> **Text excerpt**:
'''

Congratulations to the six Ed Psych Doctoral students who have been awarded Doctoral Student Research Grants (DSRG) for 2020! The DSRG is a competitive research grant which awards up to $1,500 for travel, payments to human research subjects, supplies, and other expenses.

We have provided each recipient’s research title and abstract below. We hope this initiates scholarly communication between recipients and other scholars. Make sure to follow our blog to stay up to date on their research! Add a comment to start a discussion about any of these research topics too!

Nicholas Ullrich

Research Title: Influence of Orthography on Coherence of Story Retells, Reading Comprehension, and Vocabulary Knowledge:  A Computer-based Storytelling Task

Nicholas Ullrich

Abstract: With the increasing use of multimedia platforms such as YouTube to facilitate storytelling, understanding how and when to integrate text with visuals would benefit both the creators of these platforms and the young readers viewing them. The dissertation aims to find out whether simultaneous text presentation accompanying auditory narration of a picture book facilitates comprehension and vocabulary acquisition. The proposed study examines the effect of orthography on vocabulary acquisition and narrative comprehension in early readers during a computer-based storytelling task. The research will test three hypotheses: (1) participants with access to the written text are expected to produce more coherent story retells as measured by the amount of causally important story elements present during a story retell session; (2) are expected to score higher on a reading comprehension measure assessing both factual and inferential comprehension; and (3) are expected to show better comprehension of the vocabulary in the stories.

'''

> **Stated task 1**:
Please set down the portion of the grant announcement between "We have provided" and "research topics too!", inclusive, word for word.
> **Stated task 2**:
Answer these from the grant announcement, one per line:
(a) How many Ed Psych doctoral students received the grant for 2020?
(b) What is the most money the grant awards?
(c) Which multimedia platform does the abstract name as an example?
The lines after this grant announcement come from a separate source.

> **Listing**:
'''

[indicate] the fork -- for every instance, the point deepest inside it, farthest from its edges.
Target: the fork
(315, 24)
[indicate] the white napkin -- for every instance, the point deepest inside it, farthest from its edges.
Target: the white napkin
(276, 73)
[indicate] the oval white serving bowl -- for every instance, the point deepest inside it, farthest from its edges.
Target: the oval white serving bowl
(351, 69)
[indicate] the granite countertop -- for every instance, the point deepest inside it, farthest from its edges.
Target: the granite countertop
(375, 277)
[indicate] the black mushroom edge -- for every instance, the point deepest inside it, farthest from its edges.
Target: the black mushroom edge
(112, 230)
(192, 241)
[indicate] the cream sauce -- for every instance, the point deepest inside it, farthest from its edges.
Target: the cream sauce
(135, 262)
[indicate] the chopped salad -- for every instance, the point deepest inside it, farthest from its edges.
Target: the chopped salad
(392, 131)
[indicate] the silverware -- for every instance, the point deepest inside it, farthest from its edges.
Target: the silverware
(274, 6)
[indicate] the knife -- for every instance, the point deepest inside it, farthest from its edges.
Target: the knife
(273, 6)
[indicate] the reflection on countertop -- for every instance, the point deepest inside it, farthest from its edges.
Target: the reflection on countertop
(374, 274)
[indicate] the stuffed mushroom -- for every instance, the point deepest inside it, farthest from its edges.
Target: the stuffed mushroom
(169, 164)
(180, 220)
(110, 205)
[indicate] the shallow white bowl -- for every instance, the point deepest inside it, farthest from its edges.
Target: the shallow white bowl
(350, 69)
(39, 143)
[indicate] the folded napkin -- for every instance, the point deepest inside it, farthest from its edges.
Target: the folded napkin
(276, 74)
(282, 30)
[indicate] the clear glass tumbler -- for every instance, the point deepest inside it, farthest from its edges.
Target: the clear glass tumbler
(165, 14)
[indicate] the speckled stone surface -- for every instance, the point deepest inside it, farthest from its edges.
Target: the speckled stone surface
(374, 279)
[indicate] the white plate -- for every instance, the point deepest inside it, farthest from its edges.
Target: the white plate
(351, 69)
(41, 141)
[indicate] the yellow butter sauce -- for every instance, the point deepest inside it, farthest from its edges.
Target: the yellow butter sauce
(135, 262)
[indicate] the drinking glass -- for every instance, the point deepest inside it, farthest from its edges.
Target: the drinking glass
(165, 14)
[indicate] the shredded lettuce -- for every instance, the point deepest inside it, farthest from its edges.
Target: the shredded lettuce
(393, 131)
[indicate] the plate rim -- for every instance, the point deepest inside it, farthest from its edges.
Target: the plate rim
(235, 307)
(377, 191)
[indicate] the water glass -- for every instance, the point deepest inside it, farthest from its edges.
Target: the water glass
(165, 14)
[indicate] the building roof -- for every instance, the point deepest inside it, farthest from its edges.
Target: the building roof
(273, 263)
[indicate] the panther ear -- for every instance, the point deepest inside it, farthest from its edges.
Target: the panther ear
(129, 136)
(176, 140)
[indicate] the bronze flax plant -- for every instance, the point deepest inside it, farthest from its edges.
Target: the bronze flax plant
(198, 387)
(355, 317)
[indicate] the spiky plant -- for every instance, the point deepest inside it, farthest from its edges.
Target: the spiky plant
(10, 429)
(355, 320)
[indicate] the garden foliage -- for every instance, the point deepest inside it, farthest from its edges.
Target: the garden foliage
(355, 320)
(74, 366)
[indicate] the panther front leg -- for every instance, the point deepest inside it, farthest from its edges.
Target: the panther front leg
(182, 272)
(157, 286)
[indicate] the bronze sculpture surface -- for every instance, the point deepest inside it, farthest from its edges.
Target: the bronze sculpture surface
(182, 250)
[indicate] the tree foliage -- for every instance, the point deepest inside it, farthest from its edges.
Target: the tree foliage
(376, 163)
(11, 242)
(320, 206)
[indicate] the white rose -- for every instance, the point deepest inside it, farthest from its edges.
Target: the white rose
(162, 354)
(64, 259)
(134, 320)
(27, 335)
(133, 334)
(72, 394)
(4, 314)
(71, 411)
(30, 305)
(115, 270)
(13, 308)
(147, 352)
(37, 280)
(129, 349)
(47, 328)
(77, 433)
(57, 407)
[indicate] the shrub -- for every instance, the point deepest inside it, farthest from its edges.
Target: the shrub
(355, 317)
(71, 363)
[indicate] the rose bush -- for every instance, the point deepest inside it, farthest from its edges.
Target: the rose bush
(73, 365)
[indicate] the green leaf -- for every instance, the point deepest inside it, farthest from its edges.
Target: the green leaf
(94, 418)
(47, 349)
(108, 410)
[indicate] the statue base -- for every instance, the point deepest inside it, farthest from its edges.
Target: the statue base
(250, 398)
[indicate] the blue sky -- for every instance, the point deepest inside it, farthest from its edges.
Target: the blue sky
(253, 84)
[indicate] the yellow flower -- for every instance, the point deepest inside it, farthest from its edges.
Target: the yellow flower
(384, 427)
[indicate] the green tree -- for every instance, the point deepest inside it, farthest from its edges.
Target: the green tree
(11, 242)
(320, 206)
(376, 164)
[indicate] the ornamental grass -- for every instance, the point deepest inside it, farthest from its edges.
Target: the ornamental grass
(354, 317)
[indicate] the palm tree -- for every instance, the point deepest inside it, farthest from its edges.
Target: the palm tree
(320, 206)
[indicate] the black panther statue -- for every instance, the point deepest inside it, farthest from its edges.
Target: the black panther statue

'''

> **Finished answer 1**:
We have provided each recipient’s research title and abstract below. We hope this initiates scholarly communication between recipients and other scholars. Make sure to follow our blog to stay up to date on their research! Add a comment to start a discussion about any of these research topics too!

> **Finished answer 2**:
(a) Six
(b) $1,500
(c) YouTube